Selected extract -
========

Preserving Pumpkins & Squash
Today the most common storage method is root cellar storage after curing at warm temperatures for about a week. The root cellar should be cool and dry (50 to 55o F at 60 to 75 % relative humidity) and many pumpkins and squash will last into March and April the following spring.
The Indians preserved the pumpkins and squash differently. After removing the seeds, they cut the pumpkin into strips, twisted them together and dried them in the sun or above the fire near the smoke hole of their tepee or shelter, making a sort of smoked jerky of them. Dried and smoked, they can keep for years and when boiled, often with meat jerky, on journeys and reputedly the taste was reported to quite palatable. The dried outer shells of some types of pumpkins and squashes were used as water vessels, bowls, and storage containers.
We used to cook the fresh pumpkin or squash, puree, and then freeze it. But we have found that a better alternative is to simply to de-rind and cut raw flesh into thin wafer squares, then dehydrated and store or (better) ground into pumpkin flour and store. {See Processing}
Nutrition Facts
Pumpkins and squash are very good for you nutritionally. Their yellow ot orange flesh is very high in beta-carotene that the body converts into Vitamin A and high in lutein and zeaxanthin, which scavenge free radicals in the lens of the eye and help prevent the formation of cataracts and reduce the risk of macular degeneration also minerals like iron, potassium and zinc. The seeds are high in protein, healthful omega 3 fatty acids, iron, and the B vitamins.
Medical Uses
Pumpkin seeds contain protective compounds, phytosterols, beneficial in shrinking prostate cancer by helping prevent the conversion of testosterone into dihydrotestosterones (DHT). DHT is one of the causative agents for the enlargement of the prostate and prostate cancer. Pumpkin seed oil is used for treating kidneys; countering substances that trigger production of kidney stones, in used for treating urinary problems and gastritis and are helpful in expelling roundworms and tapeworms. Also, pumpkin seed oil is said to enhance production of breast milk in nursing mothers. For diabetes, recent research has found a linked pumpkin extract and insulin production. An ethanol extract of pumpkin leaf, D-chiro-inositol a molecule that mediates insulin activity, appears to rejuvenate the pancreas and help small deficiency of insulin.
Pumpkins and Squash in the Subsistence Garden
The roll of pumpkins and squash in the subsistence garden is two fold, besides being utilized raw, rough cleared fields, without the tree roots and sod being removed, even using unfinished humanure compost, they fit into the land usage plan of 10% vegetables, 30% for high calorie roots, and 70% for grains. Where the vegetables provide essential vitamins and minerals, the starchy roots provide needed calories and minerals, and the grains give storable starch calories and (incomplete) protein. The Native Americans three sisters technique, cultivating their pumpkins or squash with corn and beans, not only to take advantage of their symbiotic relationship, but because they compliment each. The corn and beans proteins compliment each other for a more complaint protein as well as calories. The pumpkins supply vitamins as do the leaves while the seeds have essential fats and minerals. As we have seen, all these can all be dried for winter use when other foods are in short supply. To this, the pilgrims added parsnips, peas and some barley and wheat as well as some European vegetables. This is not a bad model to use as a start if your bug out location ends up as just a clearing in the woods.

========

Tasks to complete -
• 1. Answer these questions on the piece about pumpkins and squash:
(a) How long are pumpkins and squash cured at warm temperatures before root cellar storage?
(b) What were the dried outer shells of some types of pumpkins and squashes used as?
(c) Which three crops are grown together in the three sisters technique?
• 2. Quote the piece about pumpkins and squash, starting with "Medical Uses" and going on through "deficiency of insulin.".
The dataset entries aren't needed here.

(Dataset entries)
========

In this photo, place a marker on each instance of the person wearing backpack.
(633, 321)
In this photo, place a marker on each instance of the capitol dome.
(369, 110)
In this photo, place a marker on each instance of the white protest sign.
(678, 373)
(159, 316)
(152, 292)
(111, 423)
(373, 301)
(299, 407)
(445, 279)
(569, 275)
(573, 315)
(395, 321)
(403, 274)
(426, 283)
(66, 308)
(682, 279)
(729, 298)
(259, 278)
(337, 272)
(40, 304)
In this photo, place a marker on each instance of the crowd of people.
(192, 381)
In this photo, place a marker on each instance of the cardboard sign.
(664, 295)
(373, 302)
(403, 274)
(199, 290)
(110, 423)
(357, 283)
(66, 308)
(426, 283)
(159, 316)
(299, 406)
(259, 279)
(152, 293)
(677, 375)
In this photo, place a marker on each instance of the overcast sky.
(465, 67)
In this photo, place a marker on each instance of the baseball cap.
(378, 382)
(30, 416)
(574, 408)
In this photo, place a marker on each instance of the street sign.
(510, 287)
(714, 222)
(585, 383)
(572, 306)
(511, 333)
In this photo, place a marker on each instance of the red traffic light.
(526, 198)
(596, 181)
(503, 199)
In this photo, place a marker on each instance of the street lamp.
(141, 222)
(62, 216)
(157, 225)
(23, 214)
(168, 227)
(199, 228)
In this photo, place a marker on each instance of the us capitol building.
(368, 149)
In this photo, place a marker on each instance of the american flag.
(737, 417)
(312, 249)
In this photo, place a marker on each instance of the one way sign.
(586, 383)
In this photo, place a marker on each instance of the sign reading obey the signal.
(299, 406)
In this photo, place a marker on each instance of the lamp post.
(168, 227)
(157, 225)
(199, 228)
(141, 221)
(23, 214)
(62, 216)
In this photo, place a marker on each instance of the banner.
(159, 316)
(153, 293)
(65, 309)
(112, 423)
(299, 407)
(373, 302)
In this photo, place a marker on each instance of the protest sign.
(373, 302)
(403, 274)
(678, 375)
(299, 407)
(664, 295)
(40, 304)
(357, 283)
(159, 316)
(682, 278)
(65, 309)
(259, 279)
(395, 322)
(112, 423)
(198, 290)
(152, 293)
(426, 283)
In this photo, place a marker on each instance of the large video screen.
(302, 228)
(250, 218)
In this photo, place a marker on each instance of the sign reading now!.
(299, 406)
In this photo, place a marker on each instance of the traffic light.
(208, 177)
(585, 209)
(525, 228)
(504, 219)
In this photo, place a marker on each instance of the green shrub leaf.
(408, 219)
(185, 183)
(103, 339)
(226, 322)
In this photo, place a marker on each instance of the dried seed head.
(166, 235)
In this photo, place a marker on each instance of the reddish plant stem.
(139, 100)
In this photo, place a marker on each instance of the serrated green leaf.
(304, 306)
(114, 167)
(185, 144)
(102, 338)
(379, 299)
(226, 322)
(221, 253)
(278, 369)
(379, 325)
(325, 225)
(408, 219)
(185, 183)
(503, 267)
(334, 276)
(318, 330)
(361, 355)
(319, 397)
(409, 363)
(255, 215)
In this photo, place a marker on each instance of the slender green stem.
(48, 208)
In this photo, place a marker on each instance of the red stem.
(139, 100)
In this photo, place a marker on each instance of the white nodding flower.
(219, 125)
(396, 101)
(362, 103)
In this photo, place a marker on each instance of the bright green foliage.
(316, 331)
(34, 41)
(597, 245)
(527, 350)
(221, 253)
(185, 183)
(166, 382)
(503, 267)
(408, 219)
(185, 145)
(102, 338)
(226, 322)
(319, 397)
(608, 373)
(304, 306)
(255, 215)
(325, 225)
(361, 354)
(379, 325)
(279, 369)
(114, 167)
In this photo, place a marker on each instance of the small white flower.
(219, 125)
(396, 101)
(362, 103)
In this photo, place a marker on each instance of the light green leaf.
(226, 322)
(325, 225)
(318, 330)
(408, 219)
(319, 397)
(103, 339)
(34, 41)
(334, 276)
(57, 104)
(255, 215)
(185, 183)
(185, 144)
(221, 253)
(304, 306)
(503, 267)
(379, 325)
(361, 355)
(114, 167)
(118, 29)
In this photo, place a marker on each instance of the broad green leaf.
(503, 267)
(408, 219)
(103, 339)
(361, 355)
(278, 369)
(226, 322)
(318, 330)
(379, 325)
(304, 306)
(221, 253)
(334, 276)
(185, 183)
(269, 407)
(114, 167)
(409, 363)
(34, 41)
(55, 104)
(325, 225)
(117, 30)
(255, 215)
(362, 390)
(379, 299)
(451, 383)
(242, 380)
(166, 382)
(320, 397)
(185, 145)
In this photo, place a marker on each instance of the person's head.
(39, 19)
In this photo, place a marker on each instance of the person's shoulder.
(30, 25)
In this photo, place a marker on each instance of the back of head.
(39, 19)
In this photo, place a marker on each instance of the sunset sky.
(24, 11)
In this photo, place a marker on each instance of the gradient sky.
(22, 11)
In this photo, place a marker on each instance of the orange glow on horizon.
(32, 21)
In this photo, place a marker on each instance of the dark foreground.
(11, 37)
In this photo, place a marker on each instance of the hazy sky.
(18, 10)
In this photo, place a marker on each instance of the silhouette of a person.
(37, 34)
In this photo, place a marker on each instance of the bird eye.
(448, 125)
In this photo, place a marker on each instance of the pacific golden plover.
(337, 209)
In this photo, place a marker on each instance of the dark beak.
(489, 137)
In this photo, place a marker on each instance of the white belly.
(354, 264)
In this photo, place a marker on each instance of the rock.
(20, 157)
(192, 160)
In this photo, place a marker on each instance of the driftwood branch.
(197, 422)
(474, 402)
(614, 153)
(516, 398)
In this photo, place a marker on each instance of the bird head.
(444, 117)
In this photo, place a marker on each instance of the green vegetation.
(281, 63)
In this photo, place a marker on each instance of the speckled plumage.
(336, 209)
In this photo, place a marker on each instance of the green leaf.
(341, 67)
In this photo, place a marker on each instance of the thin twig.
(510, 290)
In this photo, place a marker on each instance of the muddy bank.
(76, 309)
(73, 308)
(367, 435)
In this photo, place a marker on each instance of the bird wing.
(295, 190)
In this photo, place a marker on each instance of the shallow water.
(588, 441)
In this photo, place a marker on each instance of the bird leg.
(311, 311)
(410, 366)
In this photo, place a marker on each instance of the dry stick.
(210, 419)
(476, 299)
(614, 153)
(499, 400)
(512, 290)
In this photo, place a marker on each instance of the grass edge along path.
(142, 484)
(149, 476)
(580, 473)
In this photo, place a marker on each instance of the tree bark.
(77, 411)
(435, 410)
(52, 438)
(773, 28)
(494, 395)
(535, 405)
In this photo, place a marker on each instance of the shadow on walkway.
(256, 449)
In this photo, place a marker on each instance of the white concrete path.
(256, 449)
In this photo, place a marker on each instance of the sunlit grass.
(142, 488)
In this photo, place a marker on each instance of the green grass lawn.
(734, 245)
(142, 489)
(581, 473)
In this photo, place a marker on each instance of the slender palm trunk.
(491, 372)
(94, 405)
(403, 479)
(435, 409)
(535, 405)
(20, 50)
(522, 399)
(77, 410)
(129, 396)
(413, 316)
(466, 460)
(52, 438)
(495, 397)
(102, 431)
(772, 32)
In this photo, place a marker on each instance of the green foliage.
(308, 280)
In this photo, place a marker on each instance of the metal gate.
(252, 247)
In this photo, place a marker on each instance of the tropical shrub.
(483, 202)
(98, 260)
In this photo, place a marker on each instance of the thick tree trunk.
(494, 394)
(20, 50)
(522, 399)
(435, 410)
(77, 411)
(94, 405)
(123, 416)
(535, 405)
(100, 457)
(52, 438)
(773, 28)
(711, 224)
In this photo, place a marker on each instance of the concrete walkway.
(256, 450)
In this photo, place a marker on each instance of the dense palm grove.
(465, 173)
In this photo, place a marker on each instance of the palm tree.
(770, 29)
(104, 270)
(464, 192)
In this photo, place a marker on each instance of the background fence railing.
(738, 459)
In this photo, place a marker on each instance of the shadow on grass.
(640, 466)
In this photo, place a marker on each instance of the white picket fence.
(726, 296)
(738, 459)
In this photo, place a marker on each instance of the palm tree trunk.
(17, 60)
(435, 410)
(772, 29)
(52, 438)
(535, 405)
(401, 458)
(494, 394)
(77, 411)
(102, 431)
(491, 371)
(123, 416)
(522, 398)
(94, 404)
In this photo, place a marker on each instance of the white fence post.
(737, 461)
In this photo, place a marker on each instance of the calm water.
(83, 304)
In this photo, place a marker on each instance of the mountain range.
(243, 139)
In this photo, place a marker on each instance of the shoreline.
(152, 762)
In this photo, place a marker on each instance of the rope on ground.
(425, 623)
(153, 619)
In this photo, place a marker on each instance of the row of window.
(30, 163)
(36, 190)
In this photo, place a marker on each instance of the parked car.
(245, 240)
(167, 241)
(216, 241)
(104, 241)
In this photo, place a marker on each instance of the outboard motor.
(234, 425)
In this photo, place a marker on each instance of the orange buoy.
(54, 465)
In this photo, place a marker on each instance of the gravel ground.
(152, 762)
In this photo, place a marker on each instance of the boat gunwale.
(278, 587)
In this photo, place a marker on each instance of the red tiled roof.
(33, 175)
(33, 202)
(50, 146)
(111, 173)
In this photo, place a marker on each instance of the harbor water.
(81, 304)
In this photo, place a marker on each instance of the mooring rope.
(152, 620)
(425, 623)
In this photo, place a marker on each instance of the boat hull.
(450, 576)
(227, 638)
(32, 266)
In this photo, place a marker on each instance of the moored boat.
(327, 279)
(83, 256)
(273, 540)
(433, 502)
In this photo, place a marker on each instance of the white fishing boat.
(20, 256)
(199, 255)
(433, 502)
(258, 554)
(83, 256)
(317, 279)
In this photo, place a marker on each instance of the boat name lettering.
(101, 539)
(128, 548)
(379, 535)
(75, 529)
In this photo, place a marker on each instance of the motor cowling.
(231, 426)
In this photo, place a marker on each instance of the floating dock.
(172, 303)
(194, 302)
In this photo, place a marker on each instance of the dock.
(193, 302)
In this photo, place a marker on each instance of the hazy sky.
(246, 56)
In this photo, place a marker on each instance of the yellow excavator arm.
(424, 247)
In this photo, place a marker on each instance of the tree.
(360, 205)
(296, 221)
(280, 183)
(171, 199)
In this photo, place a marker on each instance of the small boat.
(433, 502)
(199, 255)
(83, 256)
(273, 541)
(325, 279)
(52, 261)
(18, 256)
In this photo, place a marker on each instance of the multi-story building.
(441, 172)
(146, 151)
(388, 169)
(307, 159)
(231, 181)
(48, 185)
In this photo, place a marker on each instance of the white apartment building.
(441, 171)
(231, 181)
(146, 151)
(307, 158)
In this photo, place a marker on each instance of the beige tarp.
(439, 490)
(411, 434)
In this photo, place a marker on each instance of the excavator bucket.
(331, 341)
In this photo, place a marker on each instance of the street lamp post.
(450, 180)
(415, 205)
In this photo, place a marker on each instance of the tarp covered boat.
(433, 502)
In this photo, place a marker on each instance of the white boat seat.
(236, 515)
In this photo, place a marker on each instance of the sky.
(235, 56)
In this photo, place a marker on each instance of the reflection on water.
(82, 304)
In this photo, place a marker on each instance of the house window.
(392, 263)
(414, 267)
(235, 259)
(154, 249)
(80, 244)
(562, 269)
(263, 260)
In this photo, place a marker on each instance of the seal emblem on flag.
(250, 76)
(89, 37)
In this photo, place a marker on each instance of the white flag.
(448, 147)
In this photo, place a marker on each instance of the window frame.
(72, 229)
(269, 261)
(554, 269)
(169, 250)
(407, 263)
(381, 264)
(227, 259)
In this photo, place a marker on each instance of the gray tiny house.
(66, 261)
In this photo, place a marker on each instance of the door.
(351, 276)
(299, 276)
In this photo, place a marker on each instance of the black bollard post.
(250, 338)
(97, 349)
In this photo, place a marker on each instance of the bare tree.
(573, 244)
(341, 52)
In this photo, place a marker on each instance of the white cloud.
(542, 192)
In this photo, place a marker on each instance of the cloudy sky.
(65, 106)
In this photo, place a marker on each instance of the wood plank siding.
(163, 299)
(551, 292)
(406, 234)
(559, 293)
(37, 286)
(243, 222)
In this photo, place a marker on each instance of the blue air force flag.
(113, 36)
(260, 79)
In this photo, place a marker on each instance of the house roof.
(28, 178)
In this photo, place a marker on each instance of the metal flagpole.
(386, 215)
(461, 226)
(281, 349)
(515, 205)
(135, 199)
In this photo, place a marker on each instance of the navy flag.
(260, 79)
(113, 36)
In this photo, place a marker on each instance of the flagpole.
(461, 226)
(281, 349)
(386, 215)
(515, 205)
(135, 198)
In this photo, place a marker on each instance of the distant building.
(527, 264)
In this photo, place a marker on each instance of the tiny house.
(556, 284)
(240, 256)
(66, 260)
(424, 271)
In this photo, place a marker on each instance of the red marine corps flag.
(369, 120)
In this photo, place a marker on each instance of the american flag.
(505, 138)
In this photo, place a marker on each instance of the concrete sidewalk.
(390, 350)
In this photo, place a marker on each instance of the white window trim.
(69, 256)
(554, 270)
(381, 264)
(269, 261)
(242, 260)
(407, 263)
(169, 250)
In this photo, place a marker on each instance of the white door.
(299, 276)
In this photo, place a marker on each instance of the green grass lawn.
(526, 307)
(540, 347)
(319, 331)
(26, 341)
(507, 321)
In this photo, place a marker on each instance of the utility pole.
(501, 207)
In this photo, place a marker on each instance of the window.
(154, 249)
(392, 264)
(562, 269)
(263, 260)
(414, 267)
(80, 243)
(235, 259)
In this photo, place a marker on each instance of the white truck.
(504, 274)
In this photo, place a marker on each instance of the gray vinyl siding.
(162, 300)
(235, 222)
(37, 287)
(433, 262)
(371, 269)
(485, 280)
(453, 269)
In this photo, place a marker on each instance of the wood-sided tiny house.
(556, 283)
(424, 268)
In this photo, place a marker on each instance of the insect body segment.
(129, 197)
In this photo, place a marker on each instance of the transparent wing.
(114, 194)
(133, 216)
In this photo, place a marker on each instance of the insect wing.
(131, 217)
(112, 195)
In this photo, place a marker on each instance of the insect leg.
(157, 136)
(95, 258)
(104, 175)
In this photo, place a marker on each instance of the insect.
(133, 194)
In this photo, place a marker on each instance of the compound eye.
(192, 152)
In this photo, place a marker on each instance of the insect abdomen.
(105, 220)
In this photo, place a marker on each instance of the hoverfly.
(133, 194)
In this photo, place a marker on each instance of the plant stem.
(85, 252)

========

Response list -
• 1.
(a) About a week.
(b) Water vessels, bowls, and storage containers.
(c) Pumpkins or squash, corn, and beans.

• 2.
Medical Uses
Pumpkin seeds contain protective compounds, phytosterols, beneficial in shrinking prostate cancer by helping prevent the conversion of testosterone into dihydrotestosterones (DHT). DHT is one of the causative agents for the enlargement of the prostate and prostate cancer. Pumpkin seed oil is used for treating kidneys; countering substances that trigger production of kidney stones, in used for treating urinary problems and gastritis and are helpful in expelling roundworms and tapeworms. Also, pumpkin seed oil is said to enhance production of breast milk in nursing mothers. For diabetes, recent research has found a linked pumpkin extract and insulin production. An ethanol extract of pumpkin leaf, D-chiro-inositol a molecule that mediates insulin activity, appears to rejuvenate the pancreas and help small deficiency of insulin.